(Entries from a dataset)
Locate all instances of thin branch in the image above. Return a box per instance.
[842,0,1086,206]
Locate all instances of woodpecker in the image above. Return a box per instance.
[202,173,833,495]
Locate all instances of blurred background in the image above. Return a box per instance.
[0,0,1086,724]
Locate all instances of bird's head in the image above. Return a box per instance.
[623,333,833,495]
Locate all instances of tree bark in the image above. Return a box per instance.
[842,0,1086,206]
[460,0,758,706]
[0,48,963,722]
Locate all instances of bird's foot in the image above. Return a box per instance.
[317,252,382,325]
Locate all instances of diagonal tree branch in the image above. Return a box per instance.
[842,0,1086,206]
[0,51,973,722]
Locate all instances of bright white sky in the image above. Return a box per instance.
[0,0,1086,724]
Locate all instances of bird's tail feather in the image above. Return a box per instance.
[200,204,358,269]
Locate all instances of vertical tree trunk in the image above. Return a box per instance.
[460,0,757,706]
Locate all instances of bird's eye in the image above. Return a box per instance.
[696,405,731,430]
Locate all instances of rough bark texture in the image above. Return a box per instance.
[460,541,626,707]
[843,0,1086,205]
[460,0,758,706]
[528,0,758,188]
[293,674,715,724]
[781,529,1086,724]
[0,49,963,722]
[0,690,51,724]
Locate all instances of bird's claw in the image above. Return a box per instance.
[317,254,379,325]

■ **PROBLEM DETAILS**:
Rewrite the listing above, swapping every "instances" for "occurrences" and leaving everything else unchanged.

■ **TASK SOLUTION**:
Locate all occurrences of thin branch in the image above. Return a box per instance.
[842,0,1086,206]
Locate all occurrences of woodpecker in the image above. Return a box per instance.
[202,173,833,495]
Locate all occurrences of blurred background in the image above. Return a box per instance.
[0,0,1086,724]
Locate all occurrences of bird's head in the image above. Return a box per instance.
[623,333,833,495]
Locate all occurrences of tree bark in the image above. Return a box per instance.
[842,0,1086,206]
[460,0,758,706]
[0,48,963,722]
Locate all occurrences of bird's foot in the image above. Return a box per instance.
[317,252,382,325]
Locate all occurrences of diagonal tree branch in the image above. Return a box per instance.
[842,0,1086,206]
[0,51,973,722]
Locate all occurrences of bright white sky in the image above. Return a box per instance.
[0,0,1086,724]
Locate all occurrences of bird's tail feather in the image above. Return a box per instance.
[200,204,358,269]
Locate all occurrences of vertical tree trunk in the image above. Return a box per instance.
[460,0,757,706]
Locate all occurrences of bird's eye in the image above. Return a box per instance.
[696,405,731,430]
Locate all occurrences of rough bark texture in the image above. Return a box per instance.
[460,541,626,707]
[843,0,1086,205]
[460,0,758,706]
[528,0,758,188]
[293,674,715,724]
[781,529,1086,724]
[0,49,963,722]
[0,690,51,724]
Locate all occurrences of bird's claw in the image above. Return a box per instance.
[317,254,379,325]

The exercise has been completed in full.